Reproduce the records without their pictures, keeping every word as it is.

Point localization data:

##############################

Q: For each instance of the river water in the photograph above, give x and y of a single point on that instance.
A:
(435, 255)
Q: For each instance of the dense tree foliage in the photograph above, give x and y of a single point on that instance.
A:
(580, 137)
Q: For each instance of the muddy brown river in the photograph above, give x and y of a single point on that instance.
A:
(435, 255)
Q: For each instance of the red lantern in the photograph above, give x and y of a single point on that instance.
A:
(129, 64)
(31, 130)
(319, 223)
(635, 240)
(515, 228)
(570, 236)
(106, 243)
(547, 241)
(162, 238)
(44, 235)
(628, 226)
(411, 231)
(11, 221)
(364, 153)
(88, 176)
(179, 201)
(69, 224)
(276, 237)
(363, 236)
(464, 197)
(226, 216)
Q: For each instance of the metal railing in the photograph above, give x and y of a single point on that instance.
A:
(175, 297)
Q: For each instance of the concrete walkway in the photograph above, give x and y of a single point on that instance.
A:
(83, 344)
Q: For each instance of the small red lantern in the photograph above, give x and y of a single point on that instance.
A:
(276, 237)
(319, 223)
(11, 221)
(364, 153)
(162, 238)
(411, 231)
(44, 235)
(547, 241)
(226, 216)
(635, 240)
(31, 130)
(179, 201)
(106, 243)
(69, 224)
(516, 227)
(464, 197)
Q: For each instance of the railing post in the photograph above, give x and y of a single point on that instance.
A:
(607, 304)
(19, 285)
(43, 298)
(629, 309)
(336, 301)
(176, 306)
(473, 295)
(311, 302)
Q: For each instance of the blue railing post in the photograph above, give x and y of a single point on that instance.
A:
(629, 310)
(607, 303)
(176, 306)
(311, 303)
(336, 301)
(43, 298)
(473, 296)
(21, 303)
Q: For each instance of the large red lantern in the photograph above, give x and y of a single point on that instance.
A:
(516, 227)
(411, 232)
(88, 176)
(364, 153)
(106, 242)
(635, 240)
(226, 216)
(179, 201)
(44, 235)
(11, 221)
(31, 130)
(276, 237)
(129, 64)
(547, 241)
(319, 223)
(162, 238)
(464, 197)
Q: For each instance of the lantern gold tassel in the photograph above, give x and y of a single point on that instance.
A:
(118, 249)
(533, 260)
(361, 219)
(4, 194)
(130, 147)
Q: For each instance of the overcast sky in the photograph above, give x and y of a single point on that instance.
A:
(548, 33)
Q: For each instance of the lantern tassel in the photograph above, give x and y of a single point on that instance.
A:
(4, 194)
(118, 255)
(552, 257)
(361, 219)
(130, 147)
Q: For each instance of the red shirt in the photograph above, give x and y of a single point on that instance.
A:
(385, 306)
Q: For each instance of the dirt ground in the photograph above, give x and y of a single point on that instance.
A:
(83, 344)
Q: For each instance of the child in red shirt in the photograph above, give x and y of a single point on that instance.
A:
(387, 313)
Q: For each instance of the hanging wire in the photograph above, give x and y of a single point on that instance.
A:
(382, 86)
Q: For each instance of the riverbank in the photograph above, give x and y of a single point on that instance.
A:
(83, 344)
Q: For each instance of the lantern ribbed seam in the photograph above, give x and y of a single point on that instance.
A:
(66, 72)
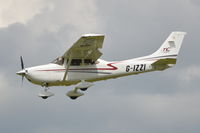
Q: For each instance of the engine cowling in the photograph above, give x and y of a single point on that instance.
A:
(84, 84)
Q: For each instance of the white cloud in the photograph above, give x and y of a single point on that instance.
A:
(190, 74)
(4, 89)
(13, 11)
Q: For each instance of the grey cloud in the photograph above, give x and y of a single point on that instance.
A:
(152, 102)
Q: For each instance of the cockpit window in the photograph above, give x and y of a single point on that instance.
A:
(58, 61)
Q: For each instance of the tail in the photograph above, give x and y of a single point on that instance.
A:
(171, 46)
(166, 55)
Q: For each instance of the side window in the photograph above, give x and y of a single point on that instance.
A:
(88, 61)
(76, 62)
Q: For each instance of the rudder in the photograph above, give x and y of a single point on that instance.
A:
(171, 46)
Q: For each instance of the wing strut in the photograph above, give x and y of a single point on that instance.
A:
(67, 69)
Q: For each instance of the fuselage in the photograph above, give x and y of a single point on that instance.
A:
(52, 74)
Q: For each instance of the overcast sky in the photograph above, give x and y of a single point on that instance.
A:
(157, 102)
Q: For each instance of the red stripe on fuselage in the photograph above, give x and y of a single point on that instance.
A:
(110, 65)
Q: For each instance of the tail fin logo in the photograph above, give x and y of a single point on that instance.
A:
(166, 50)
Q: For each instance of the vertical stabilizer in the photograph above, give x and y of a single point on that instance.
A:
(171, 46)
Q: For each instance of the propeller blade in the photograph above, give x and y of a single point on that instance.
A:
(22, 63)
(22, 79)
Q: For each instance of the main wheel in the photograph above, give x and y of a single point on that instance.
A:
(44, 97)
(73, 97)
(83, 89)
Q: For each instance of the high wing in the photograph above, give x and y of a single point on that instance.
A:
(87, 47)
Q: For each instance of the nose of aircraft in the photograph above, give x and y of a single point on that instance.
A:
(22, 72)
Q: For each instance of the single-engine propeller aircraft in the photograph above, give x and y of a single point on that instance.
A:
(81, 65)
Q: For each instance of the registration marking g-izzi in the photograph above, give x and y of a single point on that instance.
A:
(136, 68)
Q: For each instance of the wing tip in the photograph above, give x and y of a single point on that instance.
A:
(92, 34)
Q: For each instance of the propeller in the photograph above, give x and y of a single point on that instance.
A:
(22, 63)
(22, 72)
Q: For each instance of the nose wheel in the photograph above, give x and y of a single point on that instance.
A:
(45, 93)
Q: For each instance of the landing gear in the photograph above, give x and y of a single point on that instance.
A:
(83, 89)
(45, 93)
(74, 94)
(73, 97)
(83, 85)
(44, 97)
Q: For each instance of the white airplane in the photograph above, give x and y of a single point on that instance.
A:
(81, 65)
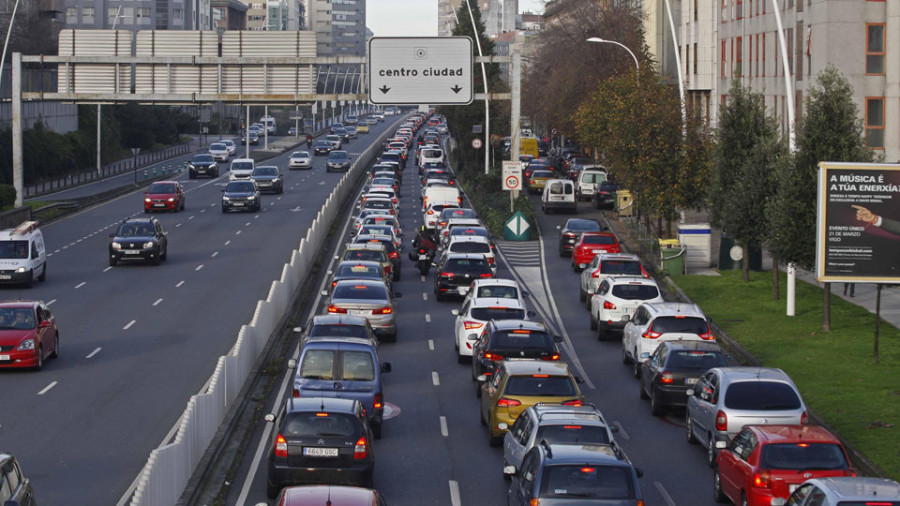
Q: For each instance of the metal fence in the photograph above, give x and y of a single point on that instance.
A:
(170, 466)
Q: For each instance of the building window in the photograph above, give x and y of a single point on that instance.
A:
(875, 48)
(875, 122)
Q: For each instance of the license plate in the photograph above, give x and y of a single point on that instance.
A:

##############################

Exercise result:
Q: For each instance of the river water in the photograph above, give x and y of a single point on that instance.
A:
(435, 255)
Q: For each instance of the dense tree foliage in the photograph above, give x and y of a single point on that instance.
A:
(580, 137)
Q: For each instance of the muddy brown river in the photograph above, give x and y of a single point on that instance.
A:
(435, 255)
Q: For each instance of the red lantern in the photograph above, give x and y of a single point on that instance.
A:
(129, 64)
(31, 130)
(319, 223)
(635, 240)
(515, 228)
(570, 236)
(106, 243)
(547, 241)
(162, 238)
(44, 235)
(628, 226)
(411, 231)
(11, 221)
(364, 153)
(88, 176)
(179, 201)
(69, 224)
(276, 237)
(363, 236)
(464, 197)
(226, 216)
Q: For each instance of the metal railing in the photograph above, give x and y of a single point on that instance.
A:
(175, 297)
Q: For each instance of the concrete walkway in the photograph above, give x and y of a single point on that instance.
A:
(83, 344)
Q: For each instance of the small red lantern in the photograph above, give x and y of a single point on that instance.
A:
(276, 237)
(319, 223)
(11, 221)
(364, 153)
(162, 238)
(411, 231)
(44, 235)
(547, 241)
(226, 216)
(635, 240)
(31, 130)
(179, 201)
(106, 243)
(69, 224)
(516, 227)
(464, 197)
Q: For each instance of the railing post in the photograph above, give x and y of a single point on that instance.
A:
(607, 304)
(19, 285)
(43, 298)
(629, 309)
(336, 301)
(176, 306)
(473, 295)
(311, 302)
Q: For each instance of the blue railing post in the photograph above, give x and y of a single point on that instance.
A:
(629, 310)
(607, 303)
(176, 306)
(311, 303)
(336, 301)
(43, 298)
(473, 296)
(21, 303)
Q: For each instance of the large red lantern in the photograph above, give x and y of a single point on that instance.
A:
(516, 227)
(411, 232)
(88, 176)
(364, 153)
(106, 242)
(635, 240)
(226, 216)
(179, 201)
(44, 235)
(11, 221)
(31, 130)
(276, 237)
(129, 64)
(547, 241)
(319, 223)
(162, 238)
(464, 197)
Q: For each instance of the lantern gold tassel in the photograph above, give x and y of a single point on that instance.
A:
(118, 249)
(533, 260)
(361, 219)
(4, 194)
(130, 147)
Q: For each instance of the overcast sky in the photograph above, give x and y of a single point on that instance.
A:
(548, 33)
Q: For each instance of the lantern tassel in the photograph above, give x and y of a single point on that instance.
A:
(4, 194)
(118, 255)
(552, 257)
(361, 219)
(130, 147)
Q: For each instance of the red shirt in the photograph above, give x and y of a single point on that instance.
A:
(385, 306)
Q: For each instance of the dirt ground in the photograph above, give x and y of a single point on that instance.
A:
(83, 344)
Q: For each instance of the child in red shirt in the photograph above, give x and y of a single point on that instance.
A:
(387, 313)
Q: For each instance of the hanging wire in the photograph above, give x and y of a single point on that instance.
A:
(382, 86)
Q: For each instance of the riverbank in the photograph above, give x and y of a single point on that instance.
A:
(83, 344)
Q: For each instance of the lantern ribbed seam in the photograph above, give x and y of a single point on that instance.
A:
(66, 72)
Q: For each instance of the engine cowling in the photograph above, give x and y of a single point on that instance.
A:
(84, 84)
Q: For each instance of the white cloud in the photograph above, give x and y of a single point on that instance.
A:
(190, 74)
(4, 89)
(13, 11)
Q: For each instance of the grey cloud in the photograph above, give x and y of a single point on that instance.
A:
(152, 102)
Q: For each instance of the cockpit window in the photograph above, give x and y of a single point on that instance.
A:
(58, 61)
Q: For each instance of the tail in the photograph above, give x and y of a single point on that instance.
A:
(171, 46)
(166, 55)
Q: For each instance of the side window in the photograph above, give x and y of a single point on that instance.
A:
(88, 61)
(76, 62)
Q: For each instance of the rudder in the photograph above, give x and y of a single point on that instance.
A:
(171, 46)
Q: For each instance of the wing strut in the photograph above, give x and y of a single point on that instance.
A:
(67, 69)
Q: For each instance of the fuselage in the photograph above, give x and y of a single point on that instance.
A:
(52, 74)
Q: For each instance of the overcast sky in the photograph above, give x and y of a single point on that instance.
A:
(157, 102)
Q: For each instance of the red stripe on fuselage in the photograph above, give x and y of a single point on that instance.
A:
(110, 65)
Q: For each instance of the tail fin logo in the photograph above, give x and y of a single point on that instance.
A:
(166, 50)
Q: For each instance of the vertical stabilizer in the photograph above, give x and y of a single point on that instance.
A:
(171, 46)
Q: For each instance of the propeller blade in the photograph above, give x and y of a single point on that instance.
A:
(22, 63)
(22, 79)
Q: For each instance of the main wheel in the photograph above, give x and y of a single point on that instance.
A:
(44, 97)
(73, 97)
(83, 89)
Q: For each instance of the high wing in the photograph above, give x and y of a single point on that instance.
A:
(87, 47)
Q: For each instance of the nose of aircraft in the photograph above, give x and y of a single point on that instance.
A:
(22, 72)
Q: For each instance of the single-engine propeller aircraft in the photograph above, give x and y of a single point on that instance.
A:
(81, 65)
Q: For each instance of the registration marking g-izzi in the photograph above, give x and y of a single point on that instance.
A:
(136, 68)
Q: For each instance of the wing tip in the photograph above, give x and y of a single point on that instance.
A:
(92, 34)
Q: For each instance of the propeller in the photograph above, give x and y of a single point on that instance.
A:
(22, 63)
(22, 72)
Q: For each instance of the nose wheel in the photograph above, give x and y of a single point on that instance.
A:
(45, 93)
Q: For each instance of the landing gear in the photograph above, give x and y of a single point on that instance.
A:
(83, 89)
(45, 93)
(74, 94)
(73, 97)
(83, 85)
(44, 97)
Q: For each instance of the white airplane in the photograph above, give x and y of a single point on that instance.
A:
(81, 65)
Q: For each instance of the metal fence in the photograph above, give x and y of a single point on that instance.
A:
(170, 466)
Q: For each instance of the building window in the photograph above, give x and y of a single point on that instance.
A:
(875, 48)
(875, 122)
Q: For each instance of the license plate in the photograph above, give x and y of a single point on that instance.
A:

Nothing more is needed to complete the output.